Page text -
Using Dask with fMKS

fMKS is currently being developed with Dask support. Currently the generate_cahn_hilliard_data function generates data using Dask. This is an embarrisegly parallel workflow as typically for MKS many Cahn-Hilliard simulations are required to calibrate the model. The following is tested using both the threaded and multiprocessing schedulers. Currently the author can not get the distributed scheduler working.


In [15]:
import numpy as np
import dask.array as da
from fmks.data.cahn_hilliard import generate_cahn_hilliard_data
import dask.threaded
import dask.multiprocessing

The function time_ch calls generate_cahn_hilliard_data to generate the data. generate_cahn_hilliard_data returns the microstructure and response as a tuple. compute is called on the response field with certain number of workers and with a scheduler.


In [10]:
def time_ch(num_workers,
            get,
            shape=(48, 200, 200),
            chunks=(1, 200, 200),
            n_steps=100):
    generate_cahn_hilliard_data(shape,
                                chunks=chunks,
                                n_steps=n_steps)[1].compute(num_workers=num_workers,
                                                            get=get)

Dataset entries -
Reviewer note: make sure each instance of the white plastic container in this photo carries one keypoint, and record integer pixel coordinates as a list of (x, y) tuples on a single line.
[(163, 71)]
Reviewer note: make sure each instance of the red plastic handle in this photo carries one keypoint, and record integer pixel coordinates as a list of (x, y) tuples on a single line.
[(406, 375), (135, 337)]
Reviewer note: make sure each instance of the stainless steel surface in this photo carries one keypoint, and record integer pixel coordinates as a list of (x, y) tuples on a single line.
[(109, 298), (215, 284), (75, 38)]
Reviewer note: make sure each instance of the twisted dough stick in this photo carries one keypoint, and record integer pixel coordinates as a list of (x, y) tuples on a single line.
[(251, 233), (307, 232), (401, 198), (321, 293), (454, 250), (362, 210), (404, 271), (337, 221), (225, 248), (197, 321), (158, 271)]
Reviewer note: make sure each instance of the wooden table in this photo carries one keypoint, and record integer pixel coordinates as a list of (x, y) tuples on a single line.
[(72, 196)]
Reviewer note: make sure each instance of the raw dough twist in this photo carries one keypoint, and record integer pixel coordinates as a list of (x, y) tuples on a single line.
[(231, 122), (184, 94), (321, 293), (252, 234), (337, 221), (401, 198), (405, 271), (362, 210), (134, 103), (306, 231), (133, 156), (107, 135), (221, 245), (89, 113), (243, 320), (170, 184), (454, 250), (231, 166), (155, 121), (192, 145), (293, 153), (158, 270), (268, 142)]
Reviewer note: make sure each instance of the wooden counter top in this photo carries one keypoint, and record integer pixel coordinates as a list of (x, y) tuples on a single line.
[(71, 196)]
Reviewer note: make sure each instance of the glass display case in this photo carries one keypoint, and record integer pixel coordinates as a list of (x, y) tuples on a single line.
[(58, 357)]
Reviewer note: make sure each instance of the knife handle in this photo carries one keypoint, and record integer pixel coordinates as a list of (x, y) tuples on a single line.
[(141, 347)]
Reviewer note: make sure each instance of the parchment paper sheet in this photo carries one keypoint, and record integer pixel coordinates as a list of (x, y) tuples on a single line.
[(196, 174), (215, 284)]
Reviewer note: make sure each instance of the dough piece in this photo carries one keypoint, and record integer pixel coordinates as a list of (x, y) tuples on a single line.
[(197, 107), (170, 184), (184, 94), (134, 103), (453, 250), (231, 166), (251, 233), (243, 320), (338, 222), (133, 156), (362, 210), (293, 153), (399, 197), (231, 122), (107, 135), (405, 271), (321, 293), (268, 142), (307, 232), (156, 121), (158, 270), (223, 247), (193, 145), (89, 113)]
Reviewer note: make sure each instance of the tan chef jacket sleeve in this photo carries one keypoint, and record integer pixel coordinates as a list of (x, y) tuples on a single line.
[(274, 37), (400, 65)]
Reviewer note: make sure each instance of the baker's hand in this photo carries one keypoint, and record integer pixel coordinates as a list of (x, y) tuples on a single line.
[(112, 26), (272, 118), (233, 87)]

Your instructions - Continue the Dask with fMKS page, starting right after the time_ch definition that closes with "get=get)".

Answer to this task -
Threaded Timings


In [13]:
for n_proc in (8, 4, 2, 1):
    print(n_proc, "thread(s)")
    %timeit time_ch(n_proc, dask.threaded.get)


8 thread(s)
1 loop, best of 3: 7.15 s per loop
4 thread(s)
1 loop, best of 3: 9.87 s per loop
2 thread(s)
1 loop, best of 3: 17.9 s per loop
1 thread(s)
1 loop, best of 3: 33.6 s per loop

Multiprocessing Timings


In [16]:
for n_proc in (8, 4, 2, 1):
    print(n_proc, "process(es)")
    %timeit time_ch(n_proc, dask.multiprocessing.get)


8 process(es)
1 loop, best of 3: 6.41 s per loop
4 process(es)
1 loop, best of 3: 9.24 s per loop
2 process(es)
1 loop, best of 3: 17.6 s per loop
1 process(es)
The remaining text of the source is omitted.